======== RECORDS SUPPLIED ========

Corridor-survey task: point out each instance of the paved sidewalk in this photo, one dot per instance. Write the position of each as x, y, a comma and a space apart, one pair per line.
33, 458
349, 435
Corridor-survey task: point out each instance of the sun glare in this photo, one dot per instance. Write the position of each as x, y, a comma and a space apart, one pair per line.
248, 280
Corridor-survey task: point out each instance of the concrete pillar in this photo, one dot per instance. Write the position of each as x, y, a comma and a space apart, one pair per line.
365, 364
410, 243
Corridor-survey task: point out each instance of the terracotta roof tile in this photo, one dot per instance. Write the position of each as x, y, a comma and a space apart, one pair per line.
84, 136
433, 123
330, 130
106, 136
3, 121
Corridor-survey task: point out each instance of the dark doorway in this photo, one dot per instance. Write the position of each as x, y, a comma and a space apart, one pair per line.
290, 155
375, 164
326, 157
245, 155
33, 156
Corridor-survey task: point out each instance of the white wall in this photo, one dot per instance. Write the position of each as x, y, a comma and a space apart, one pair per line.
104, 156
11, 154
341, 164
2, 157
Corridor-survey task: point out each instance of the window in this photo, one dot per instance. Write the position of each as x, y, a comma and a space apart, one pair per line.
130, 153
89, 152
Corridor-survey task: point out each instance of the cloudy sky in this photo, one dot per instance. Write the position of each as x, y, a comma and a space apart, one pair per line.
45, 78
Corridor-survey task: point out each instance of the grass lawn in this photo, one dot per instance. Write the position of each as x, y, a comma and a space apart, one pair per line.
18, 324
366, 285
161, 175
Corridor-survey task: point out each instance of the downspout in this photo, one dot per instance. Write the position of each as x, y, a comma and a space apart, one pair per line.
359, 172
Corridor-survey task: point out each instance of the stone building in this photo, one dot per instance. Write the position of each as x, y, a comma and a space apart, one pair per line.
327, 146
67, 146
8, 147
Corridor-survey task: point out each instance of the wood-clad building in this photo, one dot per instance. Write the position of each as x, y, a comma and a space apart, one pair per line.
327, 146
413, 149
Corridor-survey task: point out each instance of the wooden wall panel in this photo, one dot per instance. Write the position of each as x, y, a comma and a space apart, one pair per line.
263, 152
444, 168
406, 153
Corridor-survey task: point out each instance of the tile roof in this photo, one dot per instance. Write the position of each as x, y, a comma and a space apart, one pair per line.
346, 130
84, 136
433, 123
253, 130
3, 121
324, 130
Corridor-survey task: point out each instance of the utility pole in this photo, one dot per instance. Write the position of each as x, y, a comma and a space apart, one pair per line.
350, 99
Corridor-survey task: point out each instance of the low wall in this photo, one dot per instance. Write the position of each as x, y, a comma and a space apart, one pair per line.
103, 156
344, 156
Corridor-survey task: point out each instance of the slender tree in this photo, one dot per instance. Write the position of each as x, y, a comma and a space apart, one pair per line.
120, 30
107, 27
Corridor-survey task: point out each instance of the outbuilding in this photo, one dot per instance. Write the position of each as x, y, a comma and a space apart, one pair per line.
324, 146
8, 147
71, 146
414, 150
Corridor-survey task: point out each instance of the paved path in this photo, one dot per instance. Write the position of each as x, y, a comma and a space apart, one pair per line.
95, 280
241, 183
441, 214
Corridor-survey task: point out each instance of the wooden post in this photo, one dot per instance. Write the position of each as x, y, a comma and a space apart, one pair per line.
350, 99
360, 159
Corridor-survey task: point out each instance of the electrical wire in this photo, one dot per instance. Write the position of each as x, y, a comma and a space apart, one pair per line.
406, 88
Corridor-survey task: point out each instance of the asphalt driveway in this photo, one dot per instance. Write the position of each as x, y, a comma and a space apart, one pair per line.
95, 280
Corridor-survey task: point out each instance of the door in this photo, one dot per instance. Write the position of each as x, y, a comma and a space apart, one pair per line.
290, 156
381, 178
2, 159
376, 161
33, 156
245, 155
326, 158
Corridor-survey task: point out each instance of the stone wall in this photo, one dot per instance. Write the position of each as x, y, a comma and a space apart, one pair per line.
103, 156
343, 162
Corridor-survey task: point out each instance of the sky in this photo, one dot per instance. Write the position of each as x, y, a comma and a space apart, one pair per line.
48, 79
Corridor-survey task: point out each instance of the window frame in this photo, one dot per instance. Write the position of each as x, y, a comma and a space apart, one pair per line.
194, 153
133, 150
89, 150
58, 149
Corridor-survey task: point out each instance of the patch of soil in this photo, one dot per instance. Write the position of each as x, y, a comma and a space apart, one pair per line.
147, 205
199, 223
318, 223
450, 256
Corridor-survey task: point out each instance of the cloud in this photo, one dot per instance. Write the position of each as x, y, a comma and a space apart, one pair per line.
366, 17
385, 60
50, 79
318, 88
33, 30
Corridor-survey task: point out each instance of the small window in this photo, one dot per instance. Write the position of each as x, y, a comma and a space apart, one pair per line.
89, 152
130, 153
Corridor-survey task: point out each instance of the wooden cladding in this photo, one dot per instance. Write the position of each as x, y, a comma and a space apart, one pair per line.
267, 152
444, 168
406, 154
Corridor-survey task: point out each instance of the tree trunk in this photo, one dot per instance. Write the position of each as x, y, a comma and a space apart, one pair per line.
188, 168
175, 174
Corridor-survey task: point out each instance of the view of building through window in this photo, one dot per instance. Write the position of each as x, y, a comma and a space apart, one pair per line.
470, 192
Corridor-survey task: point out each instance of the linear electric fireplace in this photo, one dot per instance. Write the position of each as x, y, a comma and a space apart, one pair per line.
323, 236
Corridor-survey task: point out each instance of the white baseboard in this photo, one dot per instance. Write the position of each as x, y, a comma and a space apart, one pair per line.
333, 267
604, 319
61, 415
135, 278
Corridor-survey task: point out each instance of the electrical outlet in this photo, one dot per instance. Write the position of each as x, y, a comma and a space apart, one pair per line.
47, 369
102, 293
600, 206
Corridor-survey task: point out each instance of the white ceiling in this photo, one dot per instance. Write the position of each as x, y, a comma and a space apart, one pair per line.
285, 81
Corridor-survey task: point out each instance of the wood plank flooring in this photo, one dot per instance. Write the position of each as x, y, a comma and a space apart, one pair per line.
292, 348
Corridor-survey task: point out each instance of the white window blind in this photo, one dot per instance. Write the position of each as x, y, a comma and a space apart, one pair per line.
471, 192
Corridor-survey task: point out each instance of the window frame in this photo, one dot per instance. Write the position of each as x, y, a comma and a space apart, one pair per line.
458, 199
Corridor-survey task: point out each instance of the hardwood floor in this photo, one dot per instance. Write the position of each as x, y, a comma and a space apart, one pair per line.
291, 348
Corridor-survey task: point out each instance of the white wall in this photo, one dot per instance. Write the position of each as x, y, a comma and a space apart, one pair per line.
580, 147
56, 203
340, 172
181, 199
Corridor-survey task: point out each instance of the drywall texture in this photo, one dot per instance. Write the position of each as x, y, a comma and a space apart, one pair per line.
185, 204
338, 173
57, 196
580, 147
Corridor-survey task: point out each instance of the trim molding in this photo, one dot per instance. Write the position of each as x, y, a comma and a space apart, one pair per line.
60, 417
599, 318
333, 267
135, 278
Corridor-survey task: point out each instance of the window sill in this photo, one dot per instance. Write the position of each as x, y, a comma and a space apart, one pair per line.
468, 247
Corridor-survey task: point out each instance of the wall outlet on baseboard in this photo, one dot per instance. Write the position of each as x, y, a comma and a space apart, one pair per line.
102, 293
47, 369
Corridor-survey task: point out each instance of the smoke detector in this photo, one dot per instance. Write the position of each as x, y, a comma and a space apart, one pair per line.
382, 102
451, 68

========

▶ [ABOUT THIS TASK]: Set all the entries above down again exactly.

▶ [EXERCISE ANSWER]:
Corridor-survey task: point out each instance of the paved sidewalk in this photo, one dot per instance. Write the position of each as x, y, a comma and a space apart, one pair per line.
33, 458
349, 435
Corridor-survey task: point out each instance of the sun glare in this photo, one dot per instance. Write the position of each as x, y, a comma and a space apart, one pair per line.
248, 280
Corridor-survey task: point out each instance of the concrete pillar in this photo, one dot per instance. Write the position of each as x, y, a comma and a space apart, one pair per line.
365, 364
410, 243
Corridor-survey task: point out each instance of the terracotta roof tile in this photo, one dot per instance. Write the position of each as x, y, a comma and a space apart, one pair per line.
84, 136
433, 123
330, 130
106, 136
3, 121
Corridor-survey task: point out each instance of the dark doorway in this photo, one dot per instance. Write the position of each as x, y, a comma and a space apart, one pair per line.
290, 155
375, 164
326, 157
245, 155
33, 156
Corridor-survey task: point out each instance of the white wall in this photo, one dot per instance. Write the position of each as x, y, a comma and a space apart, one pair per line.
104, 156
11, 154
341, 164
2, 157
Corridor-survey task: point out each instance of the window in this photo, one dot per instance. Write the position of each as x, y, a comma and a space apart, one pair per line.
130, 153
89, 152
Corridor-survey task: point out each instance of the cloudy sky in this photo, one dot per instance. Write the position of each as x, y, a comma and a space apart, one pair per line.
45, 78
Corridor-survey task: point out each instance of the grass lawn in this photo, one dot per instance. Write the position of each as x, y, a comma and a space apart, one pair per line.
18, 324
366, 285
161, 175
Corridor-survey task: point out each instance of the downspout in this photo, one dot per instance. Write the position of each as x, y, a comma and a space apart, one pair per line.
359, 172
Corridor-survey task: point out each instance of the stone building in this photo, one dot per instance. Write the position of each as x, y, a comma and a space apart, one pair per line.
327, 146
67, 146
8, 147
Corridor-survey task: point out each instance of the wood-clad building in this photo, one dot per instance. Write the position of each as x, y, a comma and a space apart, one pair per line.
327, 146
413, 149
Corridor-survey task: point out each instance of the wooden wall panel in this photo, one dot per instance. Write the position of each as x, y, a comma and a space apart, one pair per line.
263, 152
444, 168
406, 153
Corridor-survey task: point out each instance of the tile roof in this photo, one dot per instance. Write the position of each as x, y, a comma and a space apart, one pair per line.
346, 130
84, 136
433, 123
253, 130
3, 121
324, 130
Corridor-survey task: point out each instance of the utility pole in this photo, one dot per instance. Write the position of each as x, y, a comma and a space apart, one pair per line.
350, 99
Corridor-survey task: point out each instance of the low wall in this photo, one dot per instance. Write the position of each as x, y, a comma and a space apart, one pair per line.
103, 156
344, 156
Corridor-survey task: point out each instance of the slender tree in this photo, one dot per instance. Write the position of each as x, y, a comma and a space apart, one pair per line.
120, 30
107, 27
Corridor-survey task: point out each instance of the outbuilding in this photo, one dot per instance. Write the position of each as x, y, a comma and a space apart, one pair per line.
324, 146
8, 147
71, 146
414, 150
Corridor-survey task: point out each instance of the paved path in this photo, one dot per instance. Write the position of each as x, y, a comma and a space apart, one pair per line.
95, 280
241, 183
441, 214
Corridor-survey task: point out each instance of the wooden post in this photo, one dot per instance. Write the position of each as x, y, a comma and a space apart, one pair per line.
350, 99
360, 159
Corridor-survey task: point out each instance of the electrical wire in this photo, one dot per instance. Write the position of each as x, y, a comma and a space apart, one pair per line.
406, 88
Corridor-survey task: point out each instance of the asphalt driveway in this photo, one dot per instance. Write the position of each as x, y, a comma and a space apart, one pair per line.
95, 280
Corridor-survey task: point out each instance of the door in this photo, one dot per instance. Write the position of each as x, y, a comma and a space apart, one pair per line.
290, 156
381, 178
2, 159
376, 161
33, 156
245, 155
326, 158
Corridor-survey task: point out each instance of the stone wall in this photo, one dot per instance. Write the position of each as x, y, a comma and a space apart, one pair per line.
103, 156
343, 162
Corridor-survey task: point out each instance of the sky in this photo, one dot per instance. Write the position of each as x, y, a comma and a space apart, one pair per line.
48, 79
Corridor-survey task: point out each instance of the window frame in this photo, one dot per instance. Write the position of each as x, y, a comma and a space apart, one pair per line.
194, 153
133, 150
89, 150
58, 149
Corridor-survey task: point out each instance of the patch of soil in this photo, one dot per instance. Write the position of each as x, y, a comma and a space apart, one pair per line.
147, 205
199, 223
318, 223
450, 256
Corridor-survey task: point out each instance of the cloud in this photo, one dot per instance. Write the position of each as x, y, a comma and a space apart, one pair per line.
366, 17
385, 60
50, 79
318, 88
33, 30
Corridor-survey task: point out each instance of the small window in this photo, one dot per instance. Write the position of each as x, y, a comma and a space apart, one pair per line.
89, 152
130, 153
Corridor-survey task: point out each instance of the wooden cladding in this photo, one dot per instance. Write the position of each as x, y, a comma and a space apart, one pair per line.
267, 152
444, 168
406, 154
Corridor-survey task: point out each instance of the tree trunk in this photo, one dot per instance. Write the position of each as x, y, a comma and a space apart, one pair per line.
188, 168
175, 174
Corridor-survey task: point out each instance of the view of building through window in this photo, one dot per instance. Write the position of each as x, y, a comma and a space apart, one pair per line.
470, 192
Corridor-survey task: point out each instance of the linear electric fireplace in this photo, one dot per instance. Write the position of each as x, y, a comma and a space apart, one pair per line.
323, 236
Corridor-survey task: point out each instance of the white baseboard in this photo, one dot per instance. Write the position of each as x, y, a comma and a space apart, one pair per line.
333, 267
604, 319
61, 415
135, 278
Corridor-survey task: point out each instance of the electrical outlet in this photo, one dot per instance. Write the position of each as x, y, a comma and a space apart, one pair per line.
47, 369
102, 293
600, 206
Corridor-survey task: point out each instance of the white ceiling in this photo, one dot per instance. Write the position of each as x, y, a comma and a space apart, one pair per line.
285, 81
Corridor-survey task: point out each instance of the wood plank flooring in this photo, one dot per instance. Write the position of each as x, y, a comma and a space apart, one pair per line.
292, 348
Corridor-survey task: point out each instance of the white window blind in this photo, one dot per instance. Write the position of each as x, y, a comma and a space apart, one pair per line.
471, 192
Corridor-survey task: point out each instance of the window frame in this photo, one dot per instance. Write the position of each as x, y, a comma and a space apart, one pair per line.
458, 199
Corridor-survey task: point out each instance of the hardwood floor in this photo, one dot per instance. Write the position of each as x, y, a comma and a space apart, one pair per line.
291, 348
Corridor-survey task: point out each instance of the white wall in this photo, one dot per instance. Write the position of each as x, y, a comma and a space apart, one pair per line.
580, 147
56, 203
340, 172
181, 199
Corridor-survey task: point out each instance of the drywall texture in this photo, one dot per instance. Write the position of each as x, y, a comma and a space apart, one pair per line.
185, 204
338, 173
57, 196
580, 147
Corridor-survey task: point out each instance of the trim molding in this photo, one dot per instance. Write the position of each as x, y, a comma and a space apart, one pair per line.
60, 417
599, 318
333, 267
135, 278
Corridor-survey task: point out each instance of the window sill in this photo, one dot per instance. Write the position of each as x, y, a comma and a space apart, one pair per line.
468, 247
Corridor-survey task: point out each instance of the wall outlet on baseboard in this photo, one dot per instance. Write the position of each as x, y, a comma and a space apart, one pair per line.
102, 293
47, 369
Corridor-survey task: point out each instance of the smoke detector in this photo, one dot per instance. Write the position of each as x, y, a comma and a space apart, one pair per line.
382, 102
451, 68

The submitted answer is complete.